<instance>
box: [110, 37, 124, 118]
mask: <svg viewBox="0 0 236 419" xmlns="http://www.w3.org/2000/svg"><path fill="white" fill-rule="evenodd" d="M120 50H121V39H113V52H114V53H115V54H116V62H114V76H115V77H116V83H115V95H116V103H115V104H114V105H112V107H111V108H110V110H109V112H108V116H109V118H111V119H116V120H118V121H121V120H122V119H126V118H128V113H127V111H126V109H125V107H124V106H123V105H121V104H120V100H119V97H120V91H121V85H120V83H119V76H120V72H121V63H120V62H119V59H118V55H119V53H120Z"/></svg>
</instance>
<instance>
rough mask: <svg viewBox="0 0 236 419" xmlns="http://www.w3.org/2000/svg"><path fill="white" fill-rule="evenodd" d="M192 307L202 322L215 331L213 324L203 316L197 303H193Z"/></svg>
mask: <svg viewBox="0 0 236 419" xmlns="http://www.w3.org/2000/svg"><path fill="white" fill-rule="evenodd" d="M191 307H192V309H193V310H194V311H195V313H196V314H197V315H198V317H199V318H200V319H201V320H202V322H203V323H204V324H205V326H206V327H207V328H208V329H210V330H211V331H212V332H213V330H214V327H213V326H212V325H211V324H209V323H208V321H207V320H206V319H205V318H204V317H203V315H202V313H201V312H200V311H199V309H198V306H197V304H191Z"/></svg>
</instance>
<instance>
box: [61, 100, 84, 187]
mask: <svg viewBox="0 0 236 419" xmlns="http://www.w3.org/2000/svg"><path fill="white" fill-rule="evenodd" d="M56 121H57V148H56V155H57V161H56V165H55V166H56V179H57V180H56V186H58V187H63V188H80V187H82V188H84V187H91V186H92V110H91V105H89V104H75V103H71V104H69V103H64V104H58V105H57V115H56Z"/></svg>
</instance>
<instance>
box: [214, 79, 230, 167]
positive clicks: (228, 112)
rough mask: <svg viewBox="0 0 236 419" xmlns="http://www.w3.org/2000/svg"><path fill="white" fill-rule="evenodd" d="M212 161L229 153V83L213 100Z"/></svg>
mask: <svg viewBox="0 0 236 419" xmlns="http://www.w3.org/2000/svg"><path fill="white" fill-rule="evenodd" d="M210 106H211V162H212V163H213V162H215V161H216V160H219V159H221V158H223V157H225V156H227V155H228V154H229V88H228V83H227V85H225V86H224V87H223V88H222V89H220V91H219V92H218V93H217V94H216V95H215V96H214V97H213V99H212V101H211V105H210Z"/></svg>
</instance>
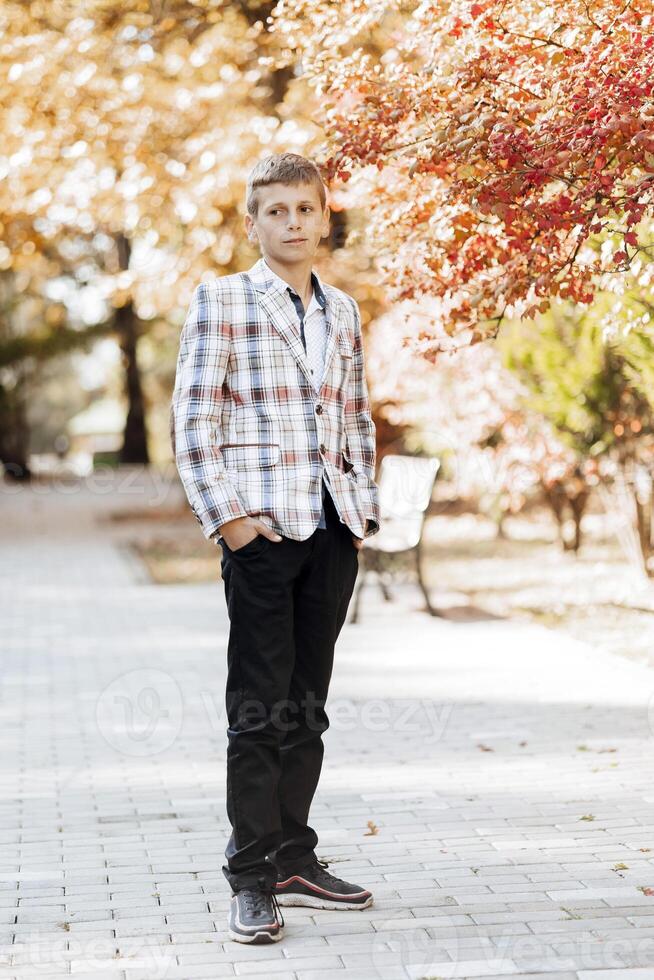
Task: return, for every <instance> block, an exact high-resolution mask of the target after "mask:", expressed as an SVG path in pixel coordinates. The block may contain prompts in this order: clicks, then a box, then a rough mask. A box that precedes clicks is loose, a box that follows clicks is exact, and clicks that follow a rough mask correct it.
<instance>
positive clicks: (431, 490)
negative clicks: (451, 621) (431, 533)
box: [349, 454, 440, 623]
mask: <svg viewBox="0 0 654 980" xmlns="http://www.w3.org/2000/svg"><path fill="white" fill-rule="evenodd" d="M439 467H440V460H439V459H437V458H436V457H433V456H427V457H426V456H403V455H399V454H387V455H386V456H384V457H383V458H382V460H381V463H380V473H379V480H378V486H379V509H380V517H381V520H380V528H379V531H378V532H377V534H374V535H372V536H371V537H369V538H366V539H365V545H364V547H363V548H362V549H361V550H360V552H359V574H358V576H357V584H356V587H355V595H354V602H353V604H352V613H351V615H350V619H349V622H350V623H356V622H358V618H359V605H360V601H361V594H362V590H363V586H364V583H365V581H366V579H367V578H368V576H369V574H370V572H375V574H376V577H377V582H378V584H379V587H380V589H381V592H382V595H383V597H384V600H385V601H386V602H389V601H390V600H391V599H392V595H391V592H390V589H389V580H390V579H392V578H393V577H395V575H396V573H397V572H398V571H401V570H402V571H403V570H405V569H407V568H408V569H410V571H412V572H413V574H414V576H415V578H416V579H417V582H418V585H419V586H420V589H421V591H422V594H423V596H424V598H425V603H426V605H427V610H428V612H429V614H430V615H431V616H437V615H439V614H438V612H437V611H436V610H435V609H434V608H433V606H432V604H431V601H430V599H429V591H428V589H427V586H426V584H425V580H424V577H423V573H422V564H421V542H422V534H423V530H424V526H425V518H426V515H427V508H428V507H429V503H430V501H431V497H432V493H433V490H434V483H435V482H436V475H437V473H438V470H439Z"/></svg>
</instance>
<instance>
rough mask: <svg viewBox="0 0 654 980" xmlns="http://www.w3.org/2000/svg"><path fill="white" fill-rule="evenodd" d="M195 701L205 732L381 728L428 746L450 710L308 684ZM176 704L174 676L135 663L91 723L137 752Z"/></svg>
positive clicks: (102, 699)
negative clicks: (311, 687)
mask: <svg viewBox="0 0 654 980" xmlns="http://www.w3.org/2000/svg"><path fill="white" fill-rule="evenodd" d="M200 700H201V703H202V704H203V706H204V710H205V712H206V717H207V722H208V726H209V728H210V729H211V731H212V732H213V734H218V733H220V732H224V731H226V730H227V729H232V730H236V729H238V730H244V729H247V728H249V727H252V726H255V727H257V728H260V727H261V726H262V725H265V726H267V727H268V728H269V729H270V730H271V731H277V732H278V733H279V735H280V739H281V738H285V737H286V736H290V737H292V734H293V732H295V731H297V730H298V729H302V730H304V731H309V732H317V733H322V732H324V731H326V730H327V729H328V728H332V729H335V730H336V731H340V732H352V731H359V732H361V733H365V732H370V733H373V734H374V735H380V734H382V733H385V732H388V733H391V734H392V735H394V736H398V737H402V736H410V737H411V738H418V739H420V741H421V743H423V744H432V745H433V744H434V743H436V742H438V741H439V740H440V739H441V738H442V737H443V734H444V732H445V728H446V726H447V723H448V721H449V718H450V716H451V714H452V711H453V709H454V705H453V704H451V703H444V704H439V703H437V702H436V701H433V700H432V699H431V698H360V699H354V698H331V699H329V700H328V701H327V702H325V700H324V699H320V698H318V697H317V696H316V693H315V692H314V691H306V692H305V693H304V695H303V696H302V698H300V699H299V700H297V701H296V700H294V699H293V698H278V699H276V700H263V699H261V698H243V699H239V700H234V699H233V698H232V696H231V695H229V694H228V696H227V698H226V699H225V698H223V697H222V695H221V696H220V698H218V695H217V693H216V692H213V691H206V690H205V691H201V692H200ZM194 704H197V702H196V701H195V698H194ZM228 706H229V707H228ZM184 711H185V707H184V697H183V694H182V691H181V689H180V686H179V684H178V683H177V681H176V680H175V679H174V677H172V676H171V674H169V673H167V672H166V671H164V670H158V669H154V668H141V669H136V670H130V671H127V672H126V673H124V674H120V675H119V676H118V677H116V678H115V679H114V680H112V681H111V683H110V684H108V685H107V686H106V687H105V688H104V690H103V691H102V692H101V694H100V696H99V697H98V701H97V704H96V722H97V725H98V730H99V732H100V734H101V735H102V736H103V737H104V739H105V740H106V741H107V742H108V744H109V745H111V746H112V747H113V748H114V749H116V750H117V751H119V752H122V753H123V754H125V755H131V756H139V757H143V756H150V755H156V754H158V753H159V752H163V751H164V750H165V749H167V748H170V746H171V745H173V743H174V742H175V739H176V738H177V736H178V735H179V733H180V731H181V728H182V724H183V720H184ZM196 720H197V719H196Z"/></svg>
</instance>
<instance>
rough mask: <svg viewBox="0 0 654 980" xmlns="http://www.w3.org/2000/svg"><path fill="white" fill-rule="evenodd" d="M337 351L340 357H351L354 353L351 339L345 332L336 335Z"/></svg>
mask: <svg viewBox="0 0 654 980" xmlns="http://www.w3.org/2000/svg"><path fill="white" fill-rule="evenodd" d="M338 353H339V354H340V355H341V357H348V358H350V359H351V358H352V355H353V353H354V351H353V349H352V340H351V338H350V337H348V335H347V334H342V333H341V334H339V335H338Z"/></svg>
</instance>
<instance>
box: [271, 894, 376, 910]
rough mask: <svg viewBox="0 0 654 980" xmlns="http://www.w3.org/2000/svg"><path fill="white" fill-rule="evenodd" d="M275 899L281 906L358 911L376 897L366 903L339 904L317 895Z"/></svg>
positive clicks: (369, 903)
mask: <svg viewBox="0 0 654 980" xmlns="http://www.w3.org/2000/svg"><path fill="white" fill-rule="evenodd" d="M275 898H276V899H277V902H278V903H279V905H283V906H287V905H302V906H304V907H305V908H309V909H346V910H352V911H356V910H357V909H367V908H368V907H369V906H370V905H372V903H373V898H374V896H372V895H371V896H370V898H367V899H366V900H365V901H364V902H339V901H335V900H334V899H330V898H319V897H318V896H317V895H316V896H314V895H290V894H289V895H283V894H276V895H275Z"/></svg>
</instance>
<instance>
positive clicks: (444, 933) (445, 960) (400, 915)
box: [370, 899, 458, 980]
mask: <svg viewBox="0 0 654 980" xmlns="http://www.w3.org/2000/svg"><path fill="white" fill-rule="evenodd" d="M434 901H435V904H436V903H437V900H436V899H435V900H434ZM407 904H410V903H409V902H407ZM438 904H440V903H438ZM416 916H420V910H419V909H418V910H416V913H415V915H413V914H411V910H410V909H407V908H403V909H398V911H397V912H394V913H391V914H390V915H389V917H388V918H387V919H381V920H376V921H375V923H374V927H375V938H374V939H373V942H372V947H371V957H370V958H371V966H372V968H373V970H374V971H375V972H376V973H377V975H378V977H379V980H404V978H406V980H418V978H423V977H432V976H438V977H441V976H452V977H454V976H458V974H457V973H456V972H455V970H454V968H455V967H456V958H457V953H458V939H457V931H456V924H455V921H454V919H453V918H452V916H451V915H448V914H447V913H443V914H441V913H439V914H438V915H437V916H434V917H433V920H432V925H433V927H434V928H435V929H437V931H438V932H441V931H443V934H444V935H446V936H447V942H444V941H443V940H441V939H439V938H434V937H433V936H431V935H430V934H429V932H428V931H427V928H425V922H424V920H423V921H420V920H419V919H418V920H417V919H416ZM430 928H431V926H430ZM443 969H445V970H449V971H450V972H449V973H448V972H445V973H443V972H442V970H443Z"/></svg>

----

§ **Task**
From the entries above, return exactly the line containing "positive clicks: (369, 903)", the line containing "positive clicks: (444, 933)", and all lines between, and nothing else.

§ **Solution to this exercise**
positive clicks: (369, 903)
mask: <svg viewBox="0 0 654 980" xmlns="http://www.w3.org/2000/svg"><path fill="white" fill-rule="evenodd" d="M275 898H276V899H277V902H278V903H279V905H283V906H287V905H302V906H304V907H305V908H309V909H346V910H352V911H356V910H357V909H367V908H368V907H369V906H370V905H372V903H373V898H374V896H372V895H371V896H370V898H367V899H366V900H365V901H364V902H339V901H335V900H334V899H330V898H319V897H318V896H317V895H316V896H314V895H290V894H289V895H283V894H276V895H275Z"/></svg>
</instance>
<instance>
positive clicks: (444, 933) (445, 960) (400, 915)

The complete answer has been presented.